The Daily Maverick
3 March 2023
By Geordin Hill-Lewis, Mayor of Cape Town.
The expanded budget for addressing homelessness in Cape Town aims to allow the City to find a balance between meeting the needs of the many who find themselves on the streets, and ensuring that all citizens can exercise their right to safe, clean and well-maintained city spaces. No person has the right to reserve a public space as exclusively theirs, and where they have refused offers of dignified shelter and other social interventions, we have no choice but to turn to the courts, as we did recently when the Western Cape high court granted our application for eviction notices to be served at various ‘tented camp’ sites in the CBD.
Sleeping rough on the city’s pavements and parks, in shop entrances and under bridges is a very harsh life that is fraught with danger, hardship and health issues, particularly as the cold and wet of winter sets in. Society does have a duty to ease the suffering of its most vulnerable people.
Everyone who ends up on the street does so because the alternative choices at the time were worse, or because there simply were none. Such people are not a homogenous demographic with a common back story. Every single man, woman or child had a different journey that brought them there. Some people came seeking a new life in the city and struggled to land on their feet without a network of family or friends. Many are battling drug and alcohol addiction, or mental health challenges, and are going through this alone. Some have simply fled worse conditions at home — violence, abuse or extreme poverty.
There are countless reasons why people become homeless and remain homeless in the city, and there is no single solution that can be magically applied that will fix this. This is why addressing homelessness is such a complex and nuanced task, and why our planning and response covers such a wide range of interventions beyond just the provision of shelter beds.
But remaining on the city’s streets and in public spaces indefinitely cannot be one of the solutions. Cape Town needs to work if we are to realise our vision of building a City of Hope for all. We cannot allow the urban decay that has taken root in other cities ever to set in here. Capetonians and visitors need to be able to access public spaces, and business owners need to be able to operate. No person has the right to reserve a public space as exclusively theirs, and where they have refused offers of dignified shelter and other social interventions, we have no choice but to turn to the courts for an eviction order.

▬▬▬▬▬▬▬▬▬▬

What the task asks:
Reproduce the piece on homelessness in Cape Town above word for word, in full, from its first line to its last.

Data excerpt:
▬▬▬▬▬▬▬▬▬▬

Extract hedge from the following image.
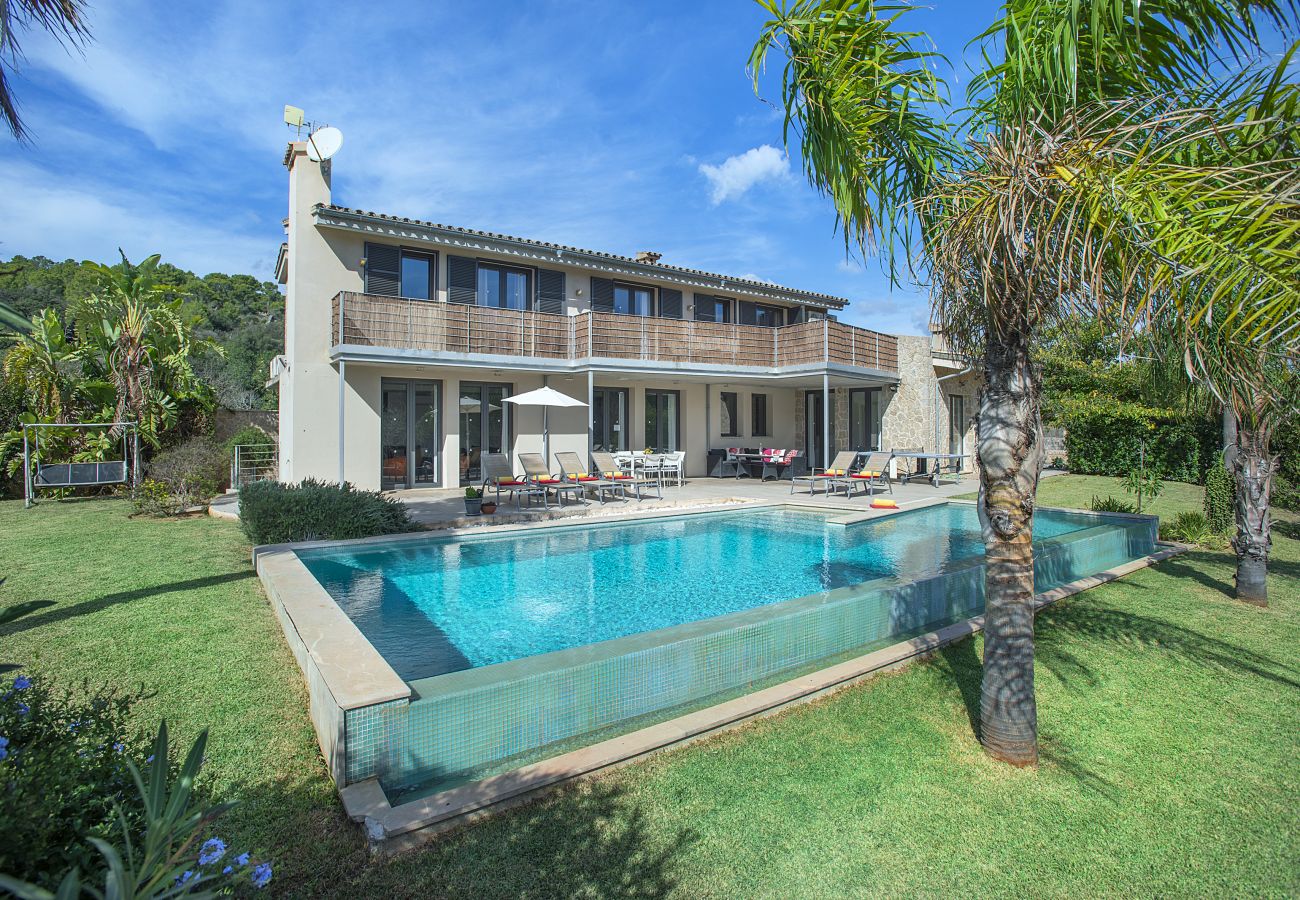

▬▬▬▬▬▬▬▬▬▬

Output of the exercise:
The Daily Maverick
3 March 2023
By Geordin Hill-Lewis, Mayor of Cape Town.
The expanded budget for addressing homelessness in Cape Town aims to allow the City to find a balance between meeting the needs of the many who find themselves on the streets, and ensuring that all citizens can exercise their right to safe, clean and well-maintained city spaces. No person has the right to reserve a public space as exclusively theirs, and where they have refused offers of dignified shelter and other social interventions, we have no choice but to turn to the courts, as we did recently when the Western Cape high court granted our application for eviction notices to be served at various ‘tented camp’ sites in the CBD.
Sleeping rough on the city’s pavements and parks, in shop entrances and under bridges is a very harsh life that is fraught with danger, hardship and health issues, particularly as the cold and wet of winter sets in. Society does have a duty to ease the suffering of its most vulnerable people.
Everyone who ends up on the street does so because the alternative choices at the time were worse, or because there simply were none. Such people are not a homogenous demographic with a common back story. Every single man, woman or child had a different journey that brought them there. Some people came seeking a new life in the city and struggled to land on their feet without a network of family or friends. Many are battling drug and alcohol addiction, or mental health challenges, and are going through this alone. Some have simply fled worse conditions at home — violence, abuse or extreme poverty.
There are countless reasons why people become homeless and remain homeless in the city, and there is no single solution that can be magically applied that will fix this. This is why addressing homelessness is such a complex and nuanced task, and why our planning and response covers such a wide range of interventions beyond just the provision of shelter beds.
But remaining on the city’s streets and in public spaces indefinitely cannot be one of the solutions. Cape Town needs to work if we are to realise our vision of building a City of Hope for all. We cannot allow the urban decay that has taken root in other cities ever to set in here. Capetonians and visitors need to be able to access public spaces, and business owners need to be able to operate. No person has the right to reserve a public space as exclusively theirs, and where they have refused offers of dignified shelter and other social interventions, we have no choice but to turn to the courts for an eviction order.